EXERCISE REQUIREMENTS
Beginning at the line containing "Each instance receives one keypoint. Mark the shark", print every line until the records end, keeping each exactly as it is.

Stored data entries
= Beginning of Section =

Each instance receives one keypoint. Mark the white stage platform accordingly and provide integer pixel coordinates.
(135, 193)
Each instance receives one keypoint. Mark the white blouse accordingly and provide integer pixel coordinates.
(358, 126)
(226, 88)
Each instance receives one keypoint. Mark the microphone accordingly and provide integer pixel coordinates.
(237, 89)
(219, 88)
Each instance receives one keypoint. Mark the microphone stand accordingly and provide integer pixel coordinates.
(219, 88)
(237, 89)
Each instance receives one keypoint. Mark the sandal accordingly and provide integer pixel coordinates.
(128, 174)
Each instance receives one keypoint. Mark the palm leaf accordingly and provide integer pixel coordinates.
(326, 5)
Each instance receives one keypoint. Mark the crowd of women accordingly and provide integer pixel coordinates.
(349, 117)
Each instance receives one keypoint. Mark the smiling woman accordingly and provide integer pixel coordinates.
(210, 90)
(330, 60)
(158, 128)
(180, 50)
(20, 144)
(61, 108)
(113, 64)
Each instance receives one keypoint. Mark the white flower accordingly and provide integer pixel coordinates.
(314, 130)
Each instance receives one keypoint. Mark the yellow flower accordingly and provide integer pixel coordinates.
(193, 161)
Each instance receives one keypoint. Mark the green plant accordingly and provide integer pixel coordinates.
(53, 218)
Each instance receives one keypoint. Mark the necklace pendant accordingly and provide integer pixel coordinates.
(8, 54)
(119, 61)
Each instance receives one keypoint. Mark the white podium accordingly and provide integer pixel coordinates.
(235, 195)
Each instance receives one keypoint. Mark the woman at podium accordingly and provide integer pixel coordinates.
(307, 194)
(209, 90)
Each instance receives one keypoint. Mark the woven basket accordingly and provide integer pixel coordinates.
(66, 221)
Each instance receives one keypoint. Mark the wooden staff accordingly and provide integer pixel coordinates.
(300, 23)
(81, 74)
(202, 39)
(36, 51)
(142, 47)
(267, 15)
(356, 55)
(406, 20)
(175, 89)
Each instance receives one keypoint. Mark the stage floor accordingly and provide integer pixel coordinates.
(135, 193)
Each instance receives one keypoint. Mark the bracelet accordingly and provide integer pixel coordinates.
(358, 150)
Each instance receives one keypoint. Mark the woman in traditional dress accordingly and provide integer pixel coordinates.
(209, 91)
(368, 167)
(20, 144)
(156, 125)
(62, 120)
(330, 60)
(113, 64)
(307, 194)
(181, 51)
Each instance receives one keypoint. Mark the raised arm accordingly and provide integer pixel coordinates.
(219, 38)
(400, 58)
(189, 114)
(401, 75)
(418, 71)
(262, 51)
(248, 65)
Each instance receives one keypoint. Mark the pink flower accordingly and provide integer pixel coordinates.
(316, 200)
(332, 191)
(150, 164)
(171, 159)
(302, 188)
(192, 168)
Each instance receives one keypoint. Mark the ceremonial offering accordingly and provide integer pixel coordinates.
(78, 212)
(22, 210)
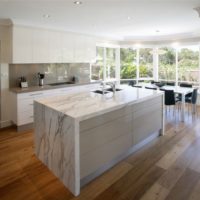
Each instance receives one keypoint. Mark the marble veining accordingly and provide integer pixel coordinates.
(88, 104)
(55, 145)
(57, 122)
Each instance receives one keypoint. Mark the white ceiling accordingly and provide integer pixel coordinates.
(109, 18)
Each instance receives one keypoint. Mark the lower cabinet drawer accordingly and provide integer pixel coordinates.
(25, 105)
(25, 118)
(97, 158)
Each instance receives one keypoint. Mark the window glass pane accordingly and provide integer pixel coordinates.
(128, 63)
(146, 63)
(110, 63)
(167, 64)
(188, 64)
(97, 67)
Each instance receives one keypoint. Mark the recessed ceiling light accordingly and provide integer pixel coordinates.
(77, 2)
(46, 15)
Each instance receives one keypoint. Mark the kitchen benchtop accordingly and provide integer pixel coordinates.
(85, 105)
(47, 87)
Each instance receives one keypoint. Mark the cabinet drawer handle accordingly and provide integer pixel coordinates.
(36, 94)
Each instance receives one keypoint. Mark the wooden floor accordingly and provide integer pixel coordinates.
(167, 168)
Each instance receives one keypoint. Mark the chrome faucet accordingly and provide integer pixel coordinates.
(112, 85)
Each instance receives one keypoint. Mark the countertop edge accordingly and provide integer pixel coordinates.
(19, 90)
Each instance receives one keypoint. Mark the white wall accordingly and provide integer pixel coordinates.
(5, 49)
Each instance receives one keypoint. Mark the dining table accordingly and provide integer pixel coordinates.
(183, 91)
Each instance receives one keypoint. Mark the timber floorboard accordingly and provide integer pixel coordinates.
(168, 168)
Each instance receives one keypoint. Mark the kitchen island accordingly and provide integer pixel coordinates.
(79, 136)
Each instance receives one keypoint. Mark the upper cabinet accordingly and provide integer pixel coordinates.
(22, 45)
(40, 46)
(31, 45)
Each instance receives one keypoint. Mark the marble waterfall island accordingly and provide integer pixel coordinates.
(79, 136)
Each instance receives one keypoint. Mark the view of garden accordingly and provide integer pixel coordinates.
(188, 63)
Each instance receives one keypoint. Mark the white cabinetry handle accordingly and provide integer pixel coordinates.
(36, 94)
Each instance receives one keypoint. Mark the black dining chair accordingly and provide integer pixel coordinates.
(151, 88)
(170, 99)
(131, 83)
(187, 85)
(137, 86)
(193, 100)
(170, 83)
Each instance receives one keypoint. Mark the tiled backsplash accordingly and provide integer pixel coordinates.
(53, 73)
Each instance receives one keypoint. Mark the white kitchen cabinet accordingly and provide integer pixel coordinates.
(31, 45)
(67, 47)
(85, 49)
(40, 46)
(21, 45)
(55, 47)
(23, 102)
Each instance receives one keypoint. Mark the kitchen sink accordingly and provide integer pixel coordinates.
(106, 91)
(116, 90)
(100, 92)
(61, 83)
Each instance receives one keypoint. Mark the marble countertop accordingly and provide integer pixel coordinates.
(85, 105)
(46, 87)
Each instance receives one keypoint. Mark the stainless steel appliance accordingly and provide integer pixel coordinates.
(41, 79)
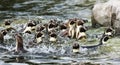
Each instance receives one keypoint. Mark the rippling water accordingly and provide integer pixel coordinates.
(56, 54)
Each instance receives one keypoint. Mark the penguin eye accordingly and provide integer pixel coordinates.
(108, 30)
(53, 35)
(82, 30)
(51, 26)
(39, 34)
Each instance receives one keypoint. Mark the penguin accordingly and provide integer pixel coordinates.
(76, 46)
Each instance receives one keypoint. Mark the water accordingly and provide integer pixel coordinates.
(23, 10)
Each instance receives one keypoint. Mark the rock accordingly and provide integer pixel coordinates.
(107, 14)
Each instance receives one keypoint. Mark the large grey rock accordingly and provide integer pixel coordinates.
(107, 14)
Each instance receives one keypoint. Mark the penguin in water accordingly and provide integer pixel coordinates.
(71, 25)
(109, 31)
(53, 37)
(19, 44)
(81, 34)
(39, 37)
(79, 24)
(76, 46)
(30, 27)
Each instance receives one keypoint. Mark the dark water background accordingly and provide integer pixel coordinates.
(56, 9)
(46, 8)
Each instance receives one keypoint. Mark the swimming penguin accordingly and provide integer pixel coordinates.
(71, 25)
(81, 34)
(52, 26)
(19, 44)
(79, 24)
(53, 37)
(7, 23)
(40, 28)
(39, 37)
(30, 27)
(109, 31)
(103, 40)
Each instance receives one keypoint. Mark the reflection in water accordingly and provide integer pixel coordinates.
(62, 9)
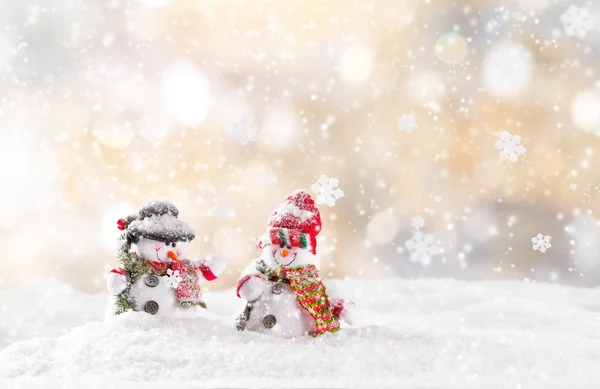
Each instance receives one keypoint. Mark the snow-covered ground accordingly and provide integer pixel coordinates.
(423, 333)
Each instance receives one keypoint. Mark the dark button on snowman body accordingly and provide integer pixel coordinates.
(278, 313)
(277, 288)
(151, 307)
(269, 321)
(151, 281)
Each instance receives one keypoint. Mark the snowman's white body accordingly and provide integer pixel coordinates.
(268, 299)
(279, 301)
(163, 295)
(158, 290)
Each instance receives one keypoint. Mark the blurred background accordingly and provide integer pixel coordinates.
(226, 107)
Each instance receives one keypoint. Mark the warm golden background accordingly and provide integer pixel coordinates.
(104, 104)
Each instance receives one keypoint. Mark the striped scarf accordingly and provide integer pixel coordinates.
(310, 294)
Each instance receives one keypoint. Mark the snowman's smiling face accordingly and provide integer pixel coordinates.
(155, 250)
(287, 256)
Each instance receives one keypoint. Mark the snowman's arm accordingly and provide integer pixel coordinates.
(343, 309)
(250, 285)
(116, 281)
(211, 267)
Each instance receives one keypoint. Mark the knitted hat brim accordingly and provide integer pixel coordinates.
(163, 228)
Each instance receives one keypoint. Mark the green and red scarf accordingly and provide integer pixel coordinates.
(311, 294)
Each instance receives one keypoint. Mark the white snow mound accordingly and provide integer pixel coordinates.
(426, 333)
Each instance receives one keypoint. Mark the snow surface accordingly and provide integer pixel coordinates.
(417, 333)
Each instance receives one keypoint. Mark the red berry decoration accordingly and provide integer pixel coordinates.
(121, 224)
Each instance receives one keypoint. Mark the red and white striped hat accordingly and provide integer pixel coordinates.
(296, 223)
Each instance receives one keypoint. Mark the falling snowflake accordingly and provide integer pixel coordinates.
(510, 147)
(417, 222)
(328, 52)
(327, 190)
(172, 279)
(243, 132)
(407, 123)
(541, 242)
(577, 21)
(422, 248)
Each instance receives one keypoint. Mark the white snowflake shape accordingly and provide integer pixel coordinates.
(243, 132)
(577, 21)
(541, 242)
(407, 123)
(172, 279)
(417, 222)
(510, 147)
(422, 248)
(327, 191)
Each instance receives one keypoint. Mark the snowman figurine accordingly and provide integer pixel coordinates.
(284, 293)
(157, 277)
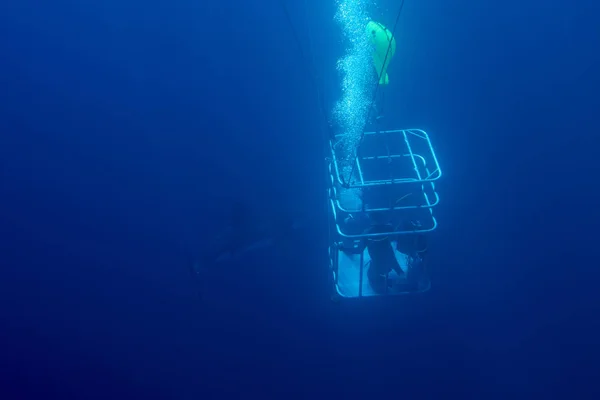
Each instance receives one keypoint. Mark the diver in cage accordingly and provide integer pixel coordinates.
(381, 252)
(414, 246)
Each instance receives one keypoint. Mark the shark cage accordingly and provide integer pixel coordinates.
(381, 203)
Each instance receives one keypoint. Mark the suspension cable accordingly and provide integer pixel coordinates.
(362, 135)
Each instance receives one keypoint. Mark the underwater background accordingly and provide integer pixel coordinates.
(127, 127)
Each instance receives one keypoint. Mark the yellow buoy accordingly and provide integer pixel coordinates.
(381, 37)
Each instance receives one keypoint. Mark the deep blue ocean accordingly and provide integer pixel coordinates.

= End of Section =

ANSWER FOR THIS EXERCISE
Each instance receives one keypoint. Mark the shark cage accordingly and provide integer pixel coordinates.
(381, 203)
Each instance receives one keypoint. Mark the suspension cable accordingly and provide integer pixel coordinates.
(362, 135)
Each instance receives one keypoint. Mark the underwater background accordingly and provide integer pixel coordinates.
(127, 127)
Each instance receives one keypoint. Mark the yellow buoy accordingly and provide integer pixel coordinates.
(381, 37)
Each instance receives one keypoint. Mark the deep blue ocean accordingly and provide integer pixel coordinates.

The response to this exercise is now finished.